*Your instructions*: All that is wanted is an exact copy of the lines below, starting at the one that contains "Target: black steel girder" and running to the end.

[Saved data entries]
::::::::

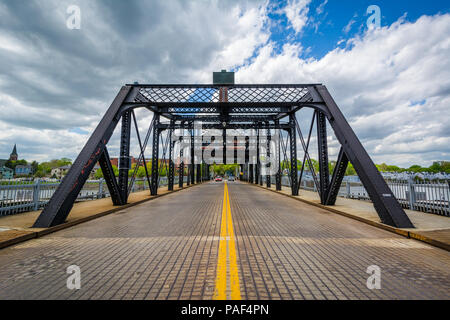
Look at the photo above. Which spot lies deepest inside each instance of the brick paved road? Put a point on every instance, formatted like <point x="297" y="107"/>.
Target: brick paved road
<point x="168" y="249"/>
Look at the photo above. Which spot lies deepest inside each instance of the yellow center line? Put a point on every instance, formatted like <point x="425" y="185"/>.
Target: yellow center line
<point x="227" y="249"/>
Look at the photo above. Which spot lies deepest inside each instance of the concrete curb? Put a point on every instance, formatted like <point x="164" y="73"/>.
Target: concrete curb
<point x="405" y="233"/>
<point x="37" y="234"/>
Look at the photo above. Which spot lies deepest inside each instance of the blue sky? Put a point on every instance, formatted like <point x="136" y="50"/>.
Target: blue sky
<point x="392" y="83"/>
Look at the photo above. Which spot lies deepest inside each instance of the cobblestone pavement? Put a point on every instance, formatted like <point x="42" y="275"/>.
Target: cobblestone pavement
<point x="168" y="249"/>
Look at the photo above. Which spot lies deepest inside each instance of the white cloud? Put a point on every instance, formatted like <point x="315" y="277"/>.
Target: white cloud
<point x="297" y="13"/>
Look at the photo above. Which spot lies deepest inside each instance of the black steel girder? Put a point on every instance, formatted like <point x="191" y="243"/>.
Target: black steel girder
<point x="383" y="199"/>
<point x="338" y="176"/>
<point x="110" y="178"/>
<point x="65" y="195"/>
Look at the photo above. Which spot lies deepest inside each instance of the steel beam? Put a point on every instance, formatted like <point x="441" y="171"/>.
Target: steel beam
<point x="171" y="173"/>
<point x="124" y="159"/>
<point x="110" y="178"/>
<point x="293" y="150"/>
<point x="383" y="199"/>
<point x="278" y="159"/>
<point x="65" y="195"/>
<point x="338" y="176"/>
<point x="322" y="145"/>
<point x="155" y="156"/>
<point x="268" y="169"/>
<point x="181" y="166"/>
<point x="192" y="157"/>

::::::::

*Exercise response*:
Target: black steel girder
<point x="383" y="199"/>
<point x="338" y="176"/>
<point x="110" y="178"/>
<point x="65" y="195"/>
Look at the photo above. Which spot lies deepest inside each instance of the steel beam? Put a point on every instance, formatted like <point x="441" y="171"/>.
Target: steel beam
<point x="171" y="173"/>
<point x="124" y="159"/>
<point x="110" y="178"/>
<point x="293" y="150"/>
<point x="383" y="199"/>
<point x="278" y="159"/>
<point x="65" y="195"/>
<point x="338" y="176"/>
<point x="322" y="145"/>
<point x="155" y="156"/>
<point x="268" y="169"/>
<point x="181" y="166"/>
<point x="192" y="157"/>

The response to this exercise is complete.